Task to complete>
Will you write out all the entries below exactly?

Object location annotation data>
▬▬▬

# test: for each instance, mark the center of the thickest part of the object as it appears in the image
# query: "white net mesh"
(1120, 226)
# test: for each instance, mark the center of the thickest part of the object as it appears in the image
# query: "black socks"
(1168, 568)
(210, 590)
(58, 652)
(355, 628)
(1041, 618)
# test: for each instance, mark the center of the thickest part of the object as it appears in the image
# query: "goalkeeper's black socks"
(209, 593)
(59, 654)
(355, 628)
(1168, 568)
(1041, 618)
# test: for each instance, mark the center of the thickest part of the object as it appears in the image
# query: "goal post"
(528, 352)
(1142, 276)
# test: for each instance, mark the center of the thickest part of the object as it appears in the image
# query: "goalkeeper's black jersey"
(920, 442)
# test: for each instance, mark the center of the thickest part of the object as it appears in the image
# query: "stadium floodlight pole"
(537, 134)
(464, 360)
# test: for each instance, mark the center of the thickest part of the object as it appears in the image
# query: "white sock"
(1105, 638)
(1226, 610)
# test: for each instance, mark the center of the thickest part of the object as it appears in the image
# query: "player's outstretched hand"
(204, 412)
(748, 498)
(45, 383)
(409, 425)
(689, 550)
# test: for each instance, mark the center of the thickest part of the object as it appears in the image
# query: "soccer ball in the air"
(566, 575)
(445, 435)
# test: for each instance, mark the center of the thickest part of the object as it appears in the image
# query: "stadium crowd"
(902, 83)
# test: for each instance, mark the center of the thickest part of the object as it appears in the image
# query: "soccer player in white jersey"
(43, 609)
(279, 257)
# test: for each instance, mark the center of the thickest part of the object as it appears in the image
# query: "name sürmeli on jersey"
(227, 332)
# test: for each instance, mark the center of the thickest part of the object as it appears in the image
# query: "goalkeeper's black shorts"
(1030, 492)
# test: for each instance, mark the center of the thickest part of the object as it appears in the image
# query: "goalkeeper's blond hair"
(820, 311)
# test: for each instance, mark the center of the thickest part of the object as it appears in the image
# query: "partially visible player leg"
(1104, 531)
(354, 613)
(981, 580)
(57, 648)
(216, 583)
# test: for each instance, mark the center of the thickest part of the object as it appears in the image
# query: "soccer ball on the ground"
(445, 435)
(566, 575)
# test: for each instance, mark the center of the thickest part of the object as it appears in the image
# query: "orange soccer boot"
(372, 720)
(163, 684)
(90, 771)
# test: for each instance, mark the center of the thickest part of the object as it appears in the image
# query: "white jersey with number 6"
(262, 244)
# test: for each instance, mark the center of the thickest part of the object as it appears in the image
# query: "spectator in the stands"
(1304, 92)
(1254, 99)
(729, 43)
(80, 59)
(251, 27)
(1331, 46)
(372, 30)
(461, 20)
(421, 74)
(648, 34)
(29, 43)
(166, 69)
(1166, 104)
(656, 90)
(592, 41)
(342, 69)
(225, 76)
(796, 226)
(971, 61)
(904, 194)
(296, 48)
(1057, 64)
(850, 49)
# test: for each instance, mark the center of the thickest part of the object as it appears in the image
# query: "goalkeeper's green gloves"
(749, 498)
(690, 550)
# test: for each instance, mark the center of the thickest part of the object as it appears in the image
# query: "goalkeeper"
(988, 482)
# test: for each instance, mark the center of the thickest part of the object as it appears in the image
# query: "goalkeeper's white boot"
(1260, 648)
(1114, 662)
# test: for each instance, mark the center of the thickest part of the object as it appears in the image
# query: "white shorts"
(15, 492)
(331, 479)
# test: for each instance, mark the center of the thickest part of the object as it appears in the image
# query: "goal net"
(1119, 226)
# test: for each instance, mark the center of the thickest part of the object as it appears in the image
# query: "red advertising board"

▬▬▬

Response for this exercise>
# test: for each instance, mark the center of the thickest part of the object as it appears in the image
# query: "white net mesh"
(1120, 226)
# test: for each instance, mark the center of the thickest part of the object as it appears in the image
# query: "black socks"
(1168, 568)
(210, 590)
(58, 652)
(355, 628)
(1041, 618)
# test: for each instance, mark the center of the thickest part of the object as it appears in the image
# query: "goalkeeper's black socks"
(209, 593)
(59, 654)
(355, 628)
(1168, 568)
(1041, 618)
# test: for each instance, mark the center of the thickest part of the object as it appears in the image
# query: "goal post"
(528, 352)
(1142, 276)
# test: for each instance, mark the center of the thickest part of the object as it appears in the image
# query: "goalkeeper's black jersey"
(920, 442)
# test: for each instance, mark the center of the thickest part of the object as it appears in the image
# query: "stadium floodlight pole"
(537, 134)
(464, 360)
# test: for each instance, mark the center of the thickest part of the object as it appears in the image
# query: "white sock"
(1105, 638)
(1226, 610)
# test: for each instance, mark the center of the thickest part of the object as it appears in the image
# query: "player's outstretched hand"
(204, 412)
(748, 498)
(45, 383)
(409, 425)
(689, 550)
# test: for each instance, mark the center of the thickest part of the object as it appears in the image
# query: "soccer ball in the air"
(566, 575)
(445, 435)
# test: for each instance, mark the center of the thickest part of the object as it appears in the image
# query: "stadium crowd"
(902, 83)
# test: for each instance, mark the center of the thickest part of the object as it appears in the image
# query: "soccer player in white jersey"
(43, 609)
(279, 257)
# test: for each instance, mark the center of the thickest part of the object as it appears in the image
# query: "name sürmeli on jersey"
(227, 332)
# test: for each instance, mark the center of the thickest part of the object as it appears in the image
# query: "goalkeeper's black shorts"
(1030, 492)
# test: for each instance, mark the center of the thickest part of the object as it appears in the image
# query: "goalkeeper's blond hair"
(820, 311)
# test: for each instance, mark the center of the thickest part of the object as it appears in the image
# query: "partially visible player leg"
(1104, 531)
(354, 613)
(981, 580)
(57, 648)
(216, 583)
# test: for each instance, mark the center of the thickest part of the object as it appears in the image
# query: "soccer ball on the ground"
(445, 435)
(566, 575)
# test: for each instance, mark the center of the thickest part of the object as it appears in the image
# query: "orange soccer boot"
(372, 720)
(163, 684)
(90, 771)
# test: for each instance, mark the center of the thickest part of the object as it appears in the image
# query: "white jersey with number 6"
(262, 244)
# test: for each instance, mark the center of the thickest part of the object as it appears in the image
# query: "spectator in the stands"
(1304, 92)
(1254, 99)
(729, 43)
(80, 59)
(251, 27)
(1331, 46)
(372, 30)
(461, 20)
(421, 74)
(648, 34)
(29, 43)
(166, 69)
(1166, 104)
(656, 90)
(592, 41)
(342, 69)
(225, 76)
(796, 226)
(971, 61)
(904, 194)
(296, 48)
(1057, 64)
(850, 49)
# test: for each instance, mark the center of the thickest part of the object as it appears in the image
# query: "goalkeeper's green gloves"
(749, 498)
(690, 550)
# test: for each instance, mark the center of the thickest part of the object as it appears in the image
# query: "goalkeeper"
(988, 482)
# test: for each instance, mark the center of the thickest part of the object as it appears in the image
# query: "goalkeeper's white boot"
(1260, 648)
(1114, 662)
# test: for each instance, mark the center of the thickest part of the object as it appears in the image
# query: "white shorts"
(15, 492)
(331, 479)
# test: for each instance, mark the center of the thickest part of the object as it appears in the image
# query: "goal net"
(1119, 226)
# test: for each instance, mark the center of the thickest part of the object as it appears in the image
# query: "red advertising board"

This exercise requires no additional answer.